* Set exercise: Return exactly the lines from the one bearing "Find the patek" through the last, and no others. Pictures must be left out.

━━━━━━━━━━━━━━━━

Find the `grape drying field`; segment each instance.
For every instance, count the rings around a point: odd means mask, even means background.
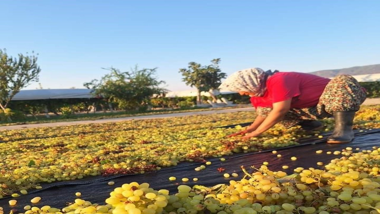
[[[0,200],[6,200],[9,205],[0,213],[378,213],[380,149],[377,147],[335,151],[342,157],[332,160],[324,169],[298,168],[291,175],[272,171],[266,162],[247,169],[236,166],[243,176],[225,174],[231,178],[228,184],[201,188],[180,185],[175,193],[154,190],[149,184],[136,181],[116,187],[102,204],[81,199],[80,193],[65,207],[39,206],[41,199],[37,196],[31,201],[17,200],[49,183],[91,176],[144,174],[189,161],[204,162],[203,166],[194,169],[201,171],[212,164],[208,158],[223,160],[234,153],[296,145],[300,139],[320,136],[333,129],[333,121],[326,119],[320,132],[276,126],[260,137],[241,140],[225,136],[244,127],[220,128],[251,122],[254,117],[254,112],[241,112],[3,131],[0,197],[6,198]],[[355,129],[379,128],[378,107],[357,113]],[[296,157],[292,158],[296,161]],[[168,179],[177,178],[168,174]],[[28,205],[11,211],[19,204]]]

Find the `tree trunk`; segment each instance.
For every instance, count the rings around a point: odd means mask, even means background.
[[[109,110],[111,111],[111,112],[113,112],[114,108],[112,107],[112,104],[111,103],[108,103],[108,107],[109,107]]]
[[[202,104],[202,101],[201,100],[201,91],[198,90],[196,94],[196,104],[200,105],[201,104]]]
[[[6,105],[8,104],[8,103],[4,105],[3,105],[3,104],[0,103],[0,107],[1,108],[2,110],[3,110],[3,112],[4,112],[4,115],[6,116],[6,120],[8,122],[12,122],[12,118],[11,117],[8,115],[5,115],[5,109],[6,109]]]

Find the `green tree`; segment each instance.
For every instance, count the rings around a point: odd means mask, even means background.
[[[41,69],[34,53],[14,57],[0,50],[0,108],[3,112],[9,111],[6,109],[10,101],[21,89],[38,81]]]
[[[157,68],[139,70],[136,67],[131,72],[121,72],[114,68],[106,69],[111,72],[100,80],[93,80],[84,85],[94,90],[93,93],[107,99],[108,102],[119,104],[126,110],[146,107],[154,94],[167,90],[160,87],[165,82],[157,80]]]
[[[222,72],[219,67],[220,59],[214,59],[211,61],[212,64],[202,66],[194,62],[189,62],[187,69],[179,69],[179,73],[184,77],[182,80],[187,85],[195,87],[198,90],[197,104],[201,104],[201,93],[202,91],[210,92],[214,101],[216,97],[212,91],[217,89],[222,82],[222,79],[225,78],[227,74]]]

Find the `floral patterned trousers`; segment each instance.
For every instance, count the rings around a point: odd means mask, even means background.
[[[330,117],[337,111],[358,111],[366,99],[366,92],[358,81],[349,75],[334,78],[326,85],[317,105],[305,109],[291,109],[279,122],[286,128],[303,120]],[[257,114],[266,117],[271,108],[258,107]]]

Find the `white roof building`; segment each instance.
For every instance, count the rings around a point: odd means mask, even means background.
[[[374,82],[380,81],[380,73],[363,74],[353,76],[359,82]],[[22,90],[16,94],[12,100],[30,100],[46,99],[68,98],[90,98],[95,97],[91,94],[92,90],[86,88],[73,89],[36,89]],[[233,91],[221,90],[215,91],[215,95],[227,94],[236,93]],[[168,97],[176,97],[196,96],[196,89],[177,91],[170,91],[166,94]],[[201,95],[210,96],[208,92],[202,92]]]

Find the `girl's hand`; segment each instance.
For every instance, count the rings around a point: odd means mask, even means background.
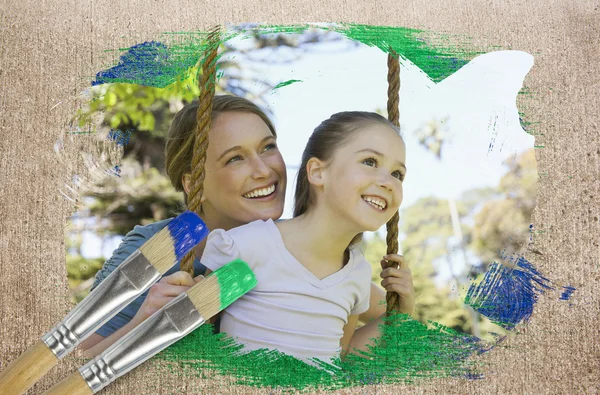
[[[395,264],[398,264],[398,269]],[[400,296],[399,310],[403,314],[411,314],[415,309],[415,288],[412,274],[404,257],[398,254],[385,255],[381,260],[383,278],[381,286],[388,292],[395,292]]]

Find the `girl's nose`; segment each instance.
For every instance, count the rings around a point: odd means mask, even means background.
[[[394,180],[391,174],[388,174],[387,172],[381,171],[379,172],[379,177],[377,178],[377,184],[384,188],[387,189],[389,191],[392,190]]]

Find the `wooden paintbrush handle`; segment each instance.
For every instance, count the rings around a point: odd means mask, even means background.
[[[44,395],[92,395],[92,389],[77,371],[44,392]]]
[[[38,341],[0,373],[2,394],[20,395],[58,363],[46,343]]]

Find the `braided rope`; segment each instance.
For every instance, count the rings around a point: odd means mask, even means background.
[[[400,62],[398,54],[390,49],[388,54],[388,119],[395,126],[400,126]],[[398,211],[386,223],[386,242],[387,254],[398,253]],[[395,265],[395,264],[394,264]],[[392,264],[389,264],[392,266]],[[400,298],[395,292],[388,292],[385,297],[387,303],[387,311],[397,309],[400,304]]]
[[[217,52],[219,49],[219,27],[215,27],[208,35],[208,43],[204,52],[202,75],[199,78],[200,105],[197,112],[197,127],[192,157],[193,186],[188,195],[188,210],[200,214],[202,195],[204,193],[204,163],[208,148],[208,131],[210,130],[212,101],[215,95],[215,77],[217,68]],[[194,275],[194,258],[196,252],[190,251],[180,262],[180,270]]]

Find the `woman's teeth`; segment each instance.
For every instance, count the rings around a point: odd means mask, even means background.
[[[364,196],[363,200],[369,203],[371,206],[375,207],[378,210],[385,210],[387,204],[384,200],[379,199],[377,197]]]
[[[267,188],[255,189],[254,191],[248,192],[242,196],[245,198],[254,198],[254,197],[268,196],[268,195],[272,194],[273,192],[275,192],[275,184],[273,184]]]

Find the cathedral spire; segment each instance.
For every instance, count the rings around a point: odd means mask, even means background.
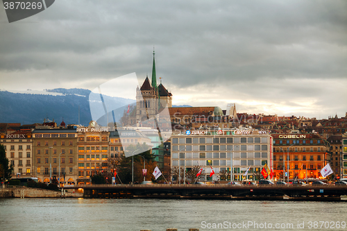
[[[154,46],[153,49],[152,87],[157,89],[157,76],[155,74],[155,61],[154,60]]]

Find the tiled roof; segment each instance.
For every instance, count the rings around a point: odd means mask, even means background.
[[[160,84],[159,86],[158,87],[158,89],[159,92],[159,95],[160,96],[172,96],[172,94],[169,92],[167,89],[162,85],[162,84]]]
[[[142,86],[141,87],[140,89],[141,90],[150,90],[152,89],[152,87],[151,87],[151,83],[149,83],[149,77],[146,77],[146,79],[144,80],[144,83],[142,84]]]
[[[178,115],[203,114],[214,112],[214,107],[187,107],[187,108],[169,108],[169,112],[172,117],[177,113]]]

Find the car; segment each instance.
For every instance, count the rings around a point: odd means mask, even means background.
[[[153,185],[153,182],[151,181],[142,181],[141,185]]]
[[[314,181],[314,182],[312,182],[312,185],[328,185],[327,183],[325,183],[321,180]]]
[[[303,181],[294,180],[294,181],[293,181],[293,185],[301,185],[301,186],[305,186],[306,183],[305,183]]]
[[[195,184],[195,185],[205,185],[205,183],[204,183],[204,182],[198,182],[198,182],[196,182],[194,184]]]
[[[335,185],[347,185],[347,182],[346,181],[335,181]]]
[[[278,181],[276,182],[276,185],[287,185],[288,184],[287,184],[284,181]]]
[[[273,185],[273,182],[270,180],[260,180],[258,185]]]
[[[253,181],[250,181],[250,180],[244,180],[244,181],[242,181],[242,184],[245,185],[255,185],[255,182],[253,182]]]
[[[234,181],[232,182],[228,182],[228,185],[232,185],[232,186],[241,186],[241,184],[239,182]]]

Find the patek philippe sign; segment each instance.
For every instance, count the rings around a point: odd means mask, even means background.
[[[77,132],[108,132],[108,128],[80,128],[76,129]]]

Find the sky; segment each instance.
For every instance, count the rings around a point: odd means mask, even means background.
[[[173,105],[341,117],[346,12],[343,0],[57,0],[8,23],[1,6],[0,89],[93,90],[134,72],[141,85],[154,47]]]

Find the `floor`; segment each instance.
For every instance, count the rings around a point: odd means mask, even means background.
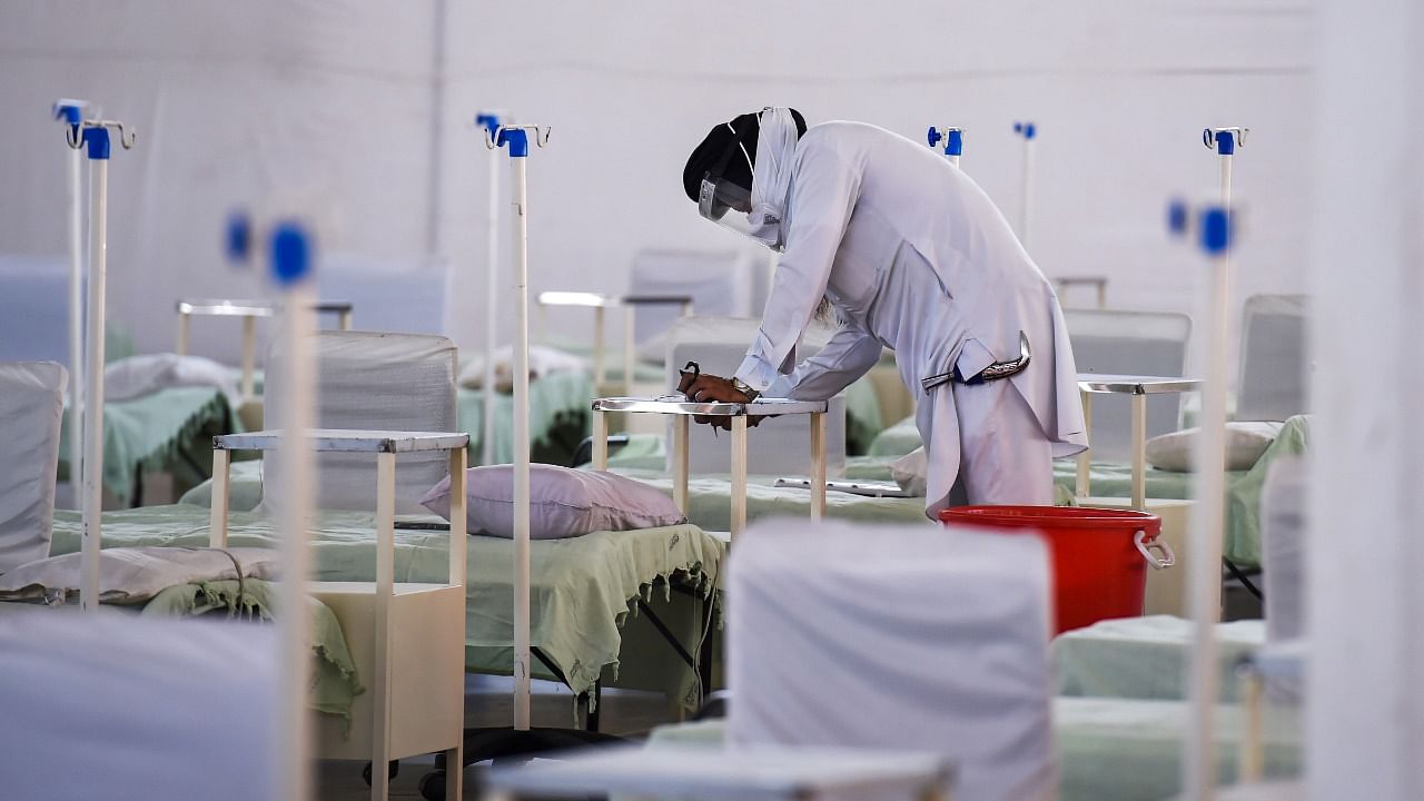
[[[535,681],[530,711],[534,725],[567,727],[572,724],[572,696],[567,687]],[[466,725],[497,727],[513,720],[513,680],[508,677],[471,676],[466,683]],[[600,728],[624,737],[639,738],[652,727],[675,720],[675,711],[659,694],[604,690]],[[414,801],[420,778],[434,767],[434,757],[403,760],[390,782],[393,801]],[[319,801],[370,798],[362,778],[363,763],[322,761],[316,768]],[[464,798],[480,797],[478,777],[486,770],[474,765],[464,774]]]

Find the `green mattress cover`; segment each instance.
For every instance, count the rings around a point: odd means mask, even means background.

━━━━━━━━━━━━━━━━

* Response below:
Find the patek philippe sign; segment each instance.
For every instance, count the rings around a point: odd means mask, even means background.
[[[77,132],[108,132],[108,128],[80,128],[76,129]]]

Find the sky; segment each instance.
For every instance, count the rings around a point: odd means mask, even means background.
[[[173,105],[341,117],[346,12],[343,0],[57,0],[8,23],[1,6],[0,89],[93,90],[134,72],[141,85],[154,47]]]

Find the `floor`; segment each instance.
For every instance, count the rings around a point: odd means mask, even means background.
[[[535,681],[530,711],[534,725],[567,727],[572,724],[572,696],[567,687]],[[466,725],[497,727],[513,720],[513,680],[508,677],[471,676],[466,683]],[[600,728],[624,737],[639,738],[652,727],[675,720],[675,711],[659,694],[604,690]],[[414,801],[420,778],[434,767],[434,757],[403,760],[390,782],[393,801]],[[319,801],[370,798],[362,778],[363,763],[322,761],[316,768]],[[464,798],[480,797],[478,777],[486,770],[474,765],[464,774]]]

Find the `green mattress cover`; segment each instance.
For every instance, count the rings around a point: odd means mask, even means background.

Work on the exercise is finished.